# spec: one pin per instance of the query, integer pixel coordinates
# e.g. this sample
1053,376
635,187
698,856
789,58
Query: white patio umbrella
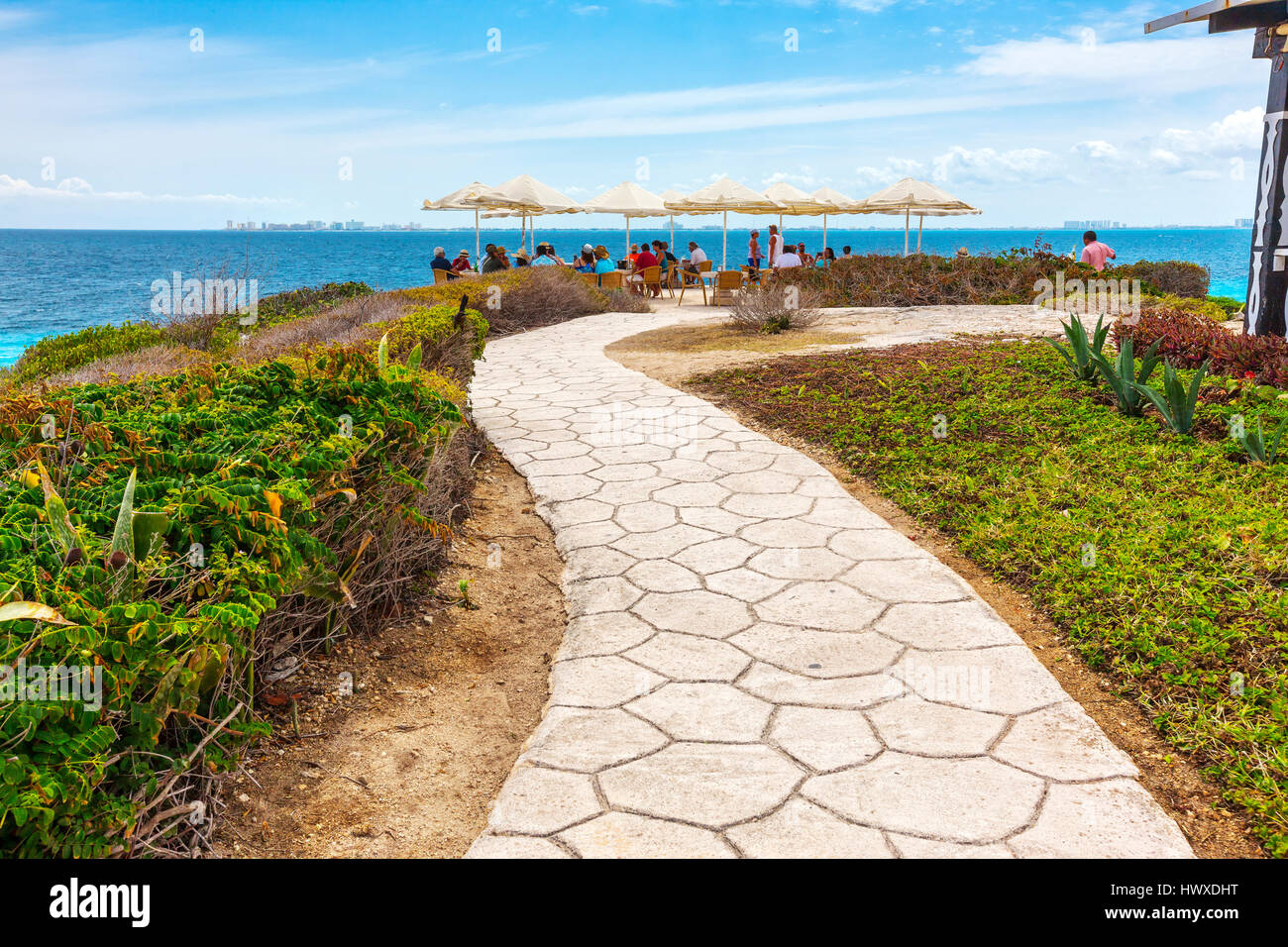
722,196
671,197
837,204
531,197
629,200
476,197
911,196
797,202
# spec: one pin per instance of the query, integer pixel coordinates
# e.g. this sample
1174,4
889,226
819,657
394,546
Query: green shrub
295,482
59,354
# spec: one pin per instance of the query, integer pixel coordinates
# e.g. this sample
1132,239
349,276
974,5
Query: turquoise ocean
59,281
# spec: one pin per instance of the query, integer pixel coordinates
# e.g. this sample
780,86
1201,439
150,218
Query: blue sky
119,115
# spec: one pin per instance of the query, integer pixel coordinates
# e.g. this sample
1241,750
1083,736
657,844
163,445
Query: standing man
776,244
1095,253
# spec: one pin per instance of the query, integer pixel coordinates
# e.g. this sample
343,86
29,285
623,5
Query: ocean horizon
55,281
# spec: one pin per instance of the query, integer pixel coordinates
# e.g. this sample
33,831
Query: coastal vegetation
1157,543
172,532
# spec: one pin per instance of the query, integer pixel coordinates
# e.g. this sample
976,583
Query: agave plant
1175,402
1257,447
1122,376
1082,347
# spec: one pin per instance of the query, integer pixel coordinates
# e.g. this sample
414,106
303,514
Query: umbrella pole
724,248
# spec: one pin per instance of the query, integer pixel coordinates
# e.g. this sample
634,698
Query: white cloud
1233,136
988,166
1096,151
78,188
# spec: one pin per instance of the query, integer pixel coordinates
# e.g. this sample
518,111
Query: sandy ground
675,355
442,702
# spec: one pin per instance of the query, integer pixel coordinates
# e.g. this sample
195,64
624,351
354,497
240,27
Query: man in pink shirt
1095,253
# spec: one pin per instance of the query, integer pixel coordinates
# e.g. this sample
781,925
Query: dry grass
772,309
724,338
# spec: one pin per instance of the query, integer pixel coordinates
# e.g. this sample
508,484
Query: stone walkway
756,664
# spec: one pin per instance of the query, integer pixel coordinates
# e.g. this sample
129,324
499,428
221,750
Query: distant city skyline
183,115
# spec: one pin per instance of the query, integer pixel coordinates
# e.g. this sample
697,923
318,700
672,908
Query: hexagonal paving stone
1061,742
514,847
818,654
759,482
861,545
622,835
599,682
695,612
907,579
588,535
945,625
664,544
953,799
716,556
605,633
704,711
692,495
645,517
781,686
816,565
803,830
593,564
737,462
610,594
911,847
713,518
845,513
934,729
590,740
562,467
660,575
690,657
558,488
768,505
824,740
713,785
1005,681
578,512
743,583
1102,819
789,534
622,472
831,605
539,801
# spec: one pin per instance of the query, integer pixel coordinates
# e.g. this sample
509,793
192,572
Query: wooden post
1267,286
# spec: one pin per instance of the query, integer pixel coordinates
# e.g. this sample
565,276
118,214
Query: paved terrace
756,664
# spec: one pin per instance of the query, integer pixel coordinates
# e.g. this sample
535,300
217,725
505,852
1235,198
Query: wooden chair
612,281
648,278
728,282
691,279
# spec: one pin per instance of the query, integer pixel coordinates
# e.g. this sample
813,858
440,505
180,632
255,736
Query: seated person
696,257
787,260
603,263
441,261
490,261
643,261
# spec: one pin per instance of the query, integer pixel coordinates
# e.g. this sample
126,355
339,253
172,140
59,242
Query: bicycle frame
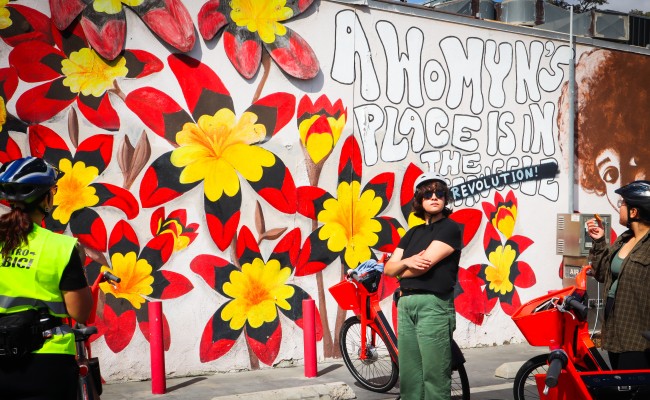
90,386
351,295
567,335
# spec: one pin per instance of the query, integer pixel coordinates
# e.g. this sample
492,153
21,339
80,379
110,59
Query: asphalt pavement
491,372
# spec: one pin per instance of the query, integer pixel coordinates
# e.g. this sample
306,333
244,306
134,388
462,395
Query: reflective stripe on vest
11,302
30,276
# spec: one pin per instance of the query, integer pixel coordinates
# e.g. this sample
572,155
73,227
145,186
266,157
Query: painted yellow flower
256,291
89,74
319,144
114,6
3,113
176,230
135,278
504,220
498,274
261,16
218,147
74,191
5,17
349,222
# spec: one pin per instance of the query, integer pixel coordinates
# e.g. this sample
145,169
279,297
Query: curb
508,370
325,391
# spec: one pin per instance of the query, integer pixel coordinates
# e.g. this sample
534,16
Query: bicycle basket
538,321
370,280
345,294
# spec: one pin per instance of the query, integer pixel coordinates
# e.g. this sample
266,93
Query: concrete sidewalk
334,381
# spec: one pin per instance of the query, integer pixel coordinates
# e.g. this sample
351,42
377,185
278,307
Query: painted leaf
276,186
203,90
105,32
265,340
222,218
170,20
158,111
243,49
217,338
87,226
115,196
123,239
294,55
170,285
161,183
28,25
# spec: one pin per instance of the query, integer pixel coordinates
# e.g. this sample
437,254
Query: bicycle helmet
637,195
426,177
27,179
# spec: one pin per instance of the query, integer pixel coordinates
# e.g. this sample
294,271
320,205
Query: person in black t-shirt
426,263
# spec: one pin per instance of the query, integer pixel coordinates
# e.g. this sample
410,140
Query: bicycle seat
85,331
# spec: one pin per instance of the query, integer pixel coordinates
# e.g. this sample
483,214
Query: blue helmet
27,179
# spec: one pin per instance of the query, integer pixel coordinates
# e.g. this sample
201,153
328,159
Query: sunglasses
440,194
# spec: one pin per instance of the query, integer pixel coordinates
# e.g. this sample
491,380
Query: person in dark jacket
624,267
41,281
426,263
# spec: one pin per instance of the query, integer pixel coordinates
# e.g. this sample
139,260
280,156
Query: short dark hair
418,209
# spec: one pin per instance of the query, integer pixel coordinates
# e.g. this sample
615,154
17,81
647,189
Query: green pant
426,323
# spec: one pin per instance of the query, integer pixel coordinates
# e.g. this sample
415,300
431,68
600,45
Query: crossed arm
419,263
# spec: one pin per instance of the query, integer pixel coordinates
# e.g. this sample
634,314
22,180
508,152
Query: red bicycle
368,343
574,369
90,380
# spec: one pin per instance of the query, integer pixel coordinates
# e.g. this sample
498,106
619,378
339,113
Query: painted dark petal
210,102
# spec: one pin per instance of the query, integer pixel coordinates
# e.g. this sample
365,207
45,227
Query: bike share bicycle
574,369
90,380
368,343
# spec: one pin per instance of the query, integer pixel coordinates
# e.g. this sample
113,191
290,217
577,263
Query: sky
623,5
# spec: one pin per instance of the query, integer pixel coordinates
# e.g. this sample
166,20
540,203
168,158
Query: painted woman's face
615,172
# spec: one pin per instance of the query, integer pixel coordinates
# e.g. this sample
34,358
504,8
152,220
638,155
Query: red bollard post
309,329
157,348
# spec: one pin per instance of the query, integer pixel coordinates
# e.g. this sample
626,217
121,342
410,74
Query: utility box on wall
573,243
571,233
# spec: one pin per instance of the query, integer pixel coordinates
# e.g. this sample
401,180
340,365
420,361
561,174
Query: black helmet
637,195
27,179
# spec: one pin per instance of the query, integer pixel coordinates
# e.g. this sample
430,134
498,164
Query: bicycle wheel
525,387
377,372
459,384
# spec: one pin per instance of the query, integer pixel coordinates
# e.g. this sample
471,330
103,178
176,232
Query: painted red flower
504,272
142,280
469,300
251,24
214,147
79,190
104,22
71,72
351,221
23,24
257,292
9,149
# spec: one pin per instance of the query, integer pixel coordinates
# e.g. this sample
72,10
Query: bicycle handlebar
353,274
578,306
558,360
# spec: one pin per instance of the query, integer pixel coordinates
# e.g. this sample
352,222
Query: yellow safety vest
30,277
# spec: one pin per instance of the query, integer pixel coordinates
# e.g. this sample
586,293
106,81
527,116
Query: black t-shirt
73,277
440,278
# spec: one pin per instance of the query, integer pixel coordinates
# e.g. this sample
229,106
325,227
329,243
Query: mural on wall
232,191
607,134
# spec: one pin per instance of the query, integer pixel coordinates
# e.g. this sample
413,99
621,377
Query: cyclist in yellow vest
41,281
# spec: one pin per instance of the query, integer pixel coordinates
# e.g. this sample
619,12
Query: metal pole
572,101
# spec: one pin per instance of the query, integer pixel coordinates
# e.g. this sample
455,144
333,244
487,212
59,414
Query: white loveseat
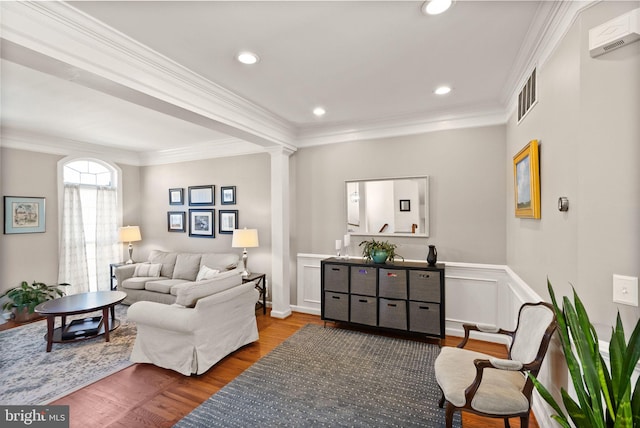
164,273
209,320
--------------------
• **Set exercise**: Please gather every line in the rows above that contains the string "ocean". Case counts.

• **Expected answer**:
Query: turquoise ocean
Query: ocean horizon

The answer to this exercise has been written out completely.